▸ Task
Count the lines in the listing below that contain the word "white", and reply with the number only.

▸ Data extract
● ● ● ● ● ● ●

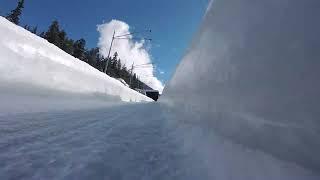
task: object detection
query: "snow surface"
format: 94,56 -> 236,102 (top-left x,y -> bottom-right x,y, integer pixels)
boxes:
161,0 -> 320,179
0,17 -> 151,105
0,0 -> 320,180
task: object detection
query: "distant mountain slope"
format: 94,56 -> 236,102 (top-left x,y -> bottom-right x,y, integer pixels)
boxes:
0,17 -> 151,102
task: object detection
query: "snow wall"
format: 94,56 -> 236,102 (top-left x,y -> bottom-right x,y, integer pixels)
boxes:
161,0 -> 320,173
0,17 -> 151,108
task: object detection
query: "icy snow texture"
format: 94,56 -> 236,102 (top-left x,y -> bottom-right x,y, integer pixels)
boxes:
161,0 -> 320,176
0,17 -> 151,106
0,0 -> 320,180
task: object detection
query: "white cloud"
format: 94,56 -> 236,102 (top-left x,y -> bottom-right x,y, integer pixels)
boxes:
97,20 -> 163,92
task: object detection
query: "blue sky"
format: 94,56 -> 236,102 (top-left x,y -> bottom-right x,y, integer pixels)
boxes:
0,0 -> 208,82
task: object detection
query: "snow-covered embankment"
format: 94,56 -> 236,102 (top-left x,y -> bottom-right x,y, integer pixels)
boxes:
0,17 -> 150,114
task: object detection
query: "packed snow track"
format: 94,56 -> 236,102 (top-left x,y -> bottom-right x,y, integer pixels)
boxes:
0,103 -> 318,180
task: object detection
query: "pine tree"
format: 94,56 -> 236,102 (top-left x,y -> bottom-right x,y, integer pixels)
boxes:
73,39 -> 86,61
6,0 -> 24,25
44,20 -> 60,46
62,37 -> 74,55
31,26 -> 38,34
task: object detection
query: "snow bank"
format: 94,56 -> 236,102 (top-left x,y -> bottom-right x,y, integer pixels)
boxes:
161,0 -> 320,179
0,17 -> 151,105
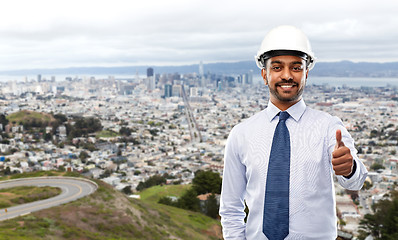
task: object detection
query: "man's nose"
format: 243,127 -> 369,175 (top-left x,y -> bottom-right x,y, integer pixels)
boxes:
281,68 -> 293,81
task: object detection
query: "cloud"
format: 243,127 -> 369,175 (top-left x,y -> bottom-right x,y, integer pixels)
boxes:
0,0 -> 398,70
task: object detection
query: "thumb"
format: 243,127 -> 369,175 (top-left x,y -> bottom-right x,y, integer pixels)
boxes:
335,129 -> 344,149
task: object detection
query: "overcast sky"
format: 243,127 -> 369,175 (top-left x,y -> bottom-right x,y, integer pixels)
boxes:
0,0 -> 398,70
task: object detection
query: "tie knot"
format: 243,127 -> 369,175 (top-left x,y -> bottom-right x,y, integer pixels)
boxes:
279,112 -> 290,121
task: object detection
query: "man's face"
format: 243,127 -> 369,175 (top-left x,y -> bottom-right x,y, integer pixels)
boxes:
261,56 -> 308,110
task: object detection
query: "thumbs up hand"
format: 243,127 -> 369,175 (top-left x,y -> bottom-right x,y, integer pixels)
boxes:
332,130 -> 353,177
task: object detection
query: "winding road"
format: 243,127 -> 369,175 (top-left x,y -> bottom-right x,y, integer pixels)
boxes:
0,177 -> 98,221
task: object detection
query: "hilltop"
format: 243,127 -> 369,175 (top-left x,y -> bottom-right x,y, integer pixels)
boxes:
0,173 -> 222,240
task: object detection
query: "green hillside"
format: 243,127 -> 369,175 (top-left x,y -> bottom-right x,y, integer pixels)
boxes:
0,172 -> 222,240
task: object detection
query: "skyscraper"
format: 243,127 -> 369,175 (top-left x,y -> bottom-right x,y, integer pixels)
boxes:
164,84 -> 172,98
146,68 -> 153,78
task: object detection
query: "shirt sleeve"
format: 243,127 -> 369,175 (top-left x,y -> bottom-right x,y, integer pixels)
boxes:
220,127 -> 247,240
328,117 -> 368,191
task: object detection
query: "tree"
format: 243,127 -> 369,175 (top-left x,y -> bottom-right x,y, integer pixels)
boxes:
358,191 -> 398,240
119,127 -> 131,137
136,175 -> 167,191
122,186 -> 133,195
192,170 -> 222,194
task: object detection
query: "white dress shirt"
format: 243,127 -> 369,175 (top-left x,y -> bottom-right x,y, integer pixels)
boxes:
220,100 -> 367,240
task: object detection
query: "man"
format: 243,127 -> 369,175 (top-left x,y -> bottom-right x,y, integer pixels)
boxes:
220,26 -> 367,240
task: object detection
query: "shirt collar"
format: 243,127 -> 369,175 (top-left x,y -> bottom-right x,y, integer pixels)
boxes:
266,99 -> 307,122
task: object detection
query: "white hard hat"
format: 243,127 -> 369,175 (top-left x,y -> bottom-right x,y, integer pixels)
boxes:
255,25 -> 315,70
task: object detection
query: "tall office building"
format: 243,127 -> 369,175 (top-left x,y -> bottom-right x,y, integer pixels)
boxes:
199,61 -> 205,77
164,84 -> 173,98
146,68 -> 153,77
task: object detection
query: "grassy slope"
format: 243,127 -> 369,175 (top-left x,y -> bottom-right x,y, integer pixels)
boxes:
0,172 -> 222,240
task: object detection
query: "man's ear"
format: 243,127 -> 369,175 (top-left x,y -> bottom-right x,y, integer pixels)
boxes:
261,68 -> 268,85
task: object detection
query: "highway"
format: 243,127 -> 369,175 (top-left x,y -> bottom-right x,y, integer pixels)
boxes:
0,177 -> 98,221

● ● ● ● ● ● ●

▸ Reply
3